Records provided:
▶
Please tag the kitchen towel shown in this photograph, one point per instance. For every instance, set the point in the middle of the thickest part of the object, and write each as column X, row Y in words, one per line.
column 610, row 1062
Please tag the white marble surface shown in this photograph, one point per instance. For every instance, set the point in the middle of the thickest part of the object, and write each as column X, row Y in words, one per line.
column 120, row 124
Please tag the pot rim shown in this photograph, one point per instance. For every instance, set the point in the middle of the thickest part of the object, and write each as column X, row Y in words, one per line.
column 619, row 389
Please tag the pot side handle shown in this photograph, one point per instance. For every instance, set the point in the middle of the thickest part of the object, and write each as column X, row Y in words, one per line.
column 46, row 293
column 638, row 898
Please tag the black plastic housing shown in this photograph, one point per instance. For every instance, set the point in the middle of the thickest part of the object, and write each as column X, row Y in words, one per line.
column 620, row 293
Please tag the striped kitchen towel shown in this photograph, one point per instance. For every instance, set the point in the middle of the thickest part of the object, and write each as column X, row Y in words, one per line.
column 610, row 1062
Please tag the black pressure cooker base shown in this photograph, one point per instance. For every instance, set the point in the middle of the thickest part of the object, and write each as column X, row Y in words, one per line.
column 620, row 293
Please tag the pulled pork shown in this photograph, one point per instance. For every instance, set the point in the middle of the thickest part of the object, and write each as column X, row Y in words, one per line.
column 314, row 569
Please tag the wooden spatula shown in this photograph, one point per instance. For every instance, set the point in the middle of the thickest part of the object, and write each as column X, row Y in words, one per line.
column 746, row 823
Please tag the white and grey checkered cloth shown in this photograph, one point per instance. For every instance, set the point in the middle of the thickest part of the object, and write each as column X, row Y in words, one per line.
◀
Short task: Produce an exact copy of every entry above.

Solution for this problem:
Please tag the kitchen towel shown in this photograph, one point per instance. For every instance, set the point in the middle of the thickest part of the object, and write each as column X, row Y in words, one per line.
column 610, row 1062
Please tag the white marble surface shown in this photograph, one point per instance. For every instance, set the point in the middle of the thickest part of the object, and write each as column X, row Y in words, one per line.
column 120, row 124
Please tag the pot rim shown in this photograph, one point per instance. For every instance, set the point in the middle of the thickest part of the object, and write each as column X, row Y in words, one per line.
column 619, row 389
Please tag the pot side handle shown in this photograph, one point per instance. For every instance, set the point in the middle of the thickest part of the object, and write each as column X, row Y in words, one per line.
column 46, row 293
column 638, row 898
Please tag the black plastic housing shown in this photograph, one point per instance. For every instance, set the point in the middle of the thickest part of the object, and write each as column X, row Y in words, one per line.
column 620, row 293
Please tag the striped kitchen towel shown in this photograph, one point per instance. For every instance, set the point in the middle of the thickest part of the object, and write each as column X, row Y in words, one per line.
column 610, row 1062
Please tag the black pressure cooker base shown in this photograph, one point per instance. For every instance, set the point in the middle of the thickest part of the object, and write each as column X, row Y in words, one per line.
column 620, row 293
Please tag the pulled pork shown in this photograph, one point per instance. For every instance, set the point in the middle of the thickest part of the object, and write each as column X, row Y in words, one per line.
column 314, row 569
Please tag the wooden spatula shown in this photograph, one point per instance. For every instance, set the point in the middle of the thickest part of the object, and write each as column X, row Y in words, one per line.
column 746, row 823
Please tag the white and grey checkered cloth shown in this photograph, one point per instance. For every instance, set the point in the middle of the thickest part of the object, and write each as column X, row Y in words, one per line.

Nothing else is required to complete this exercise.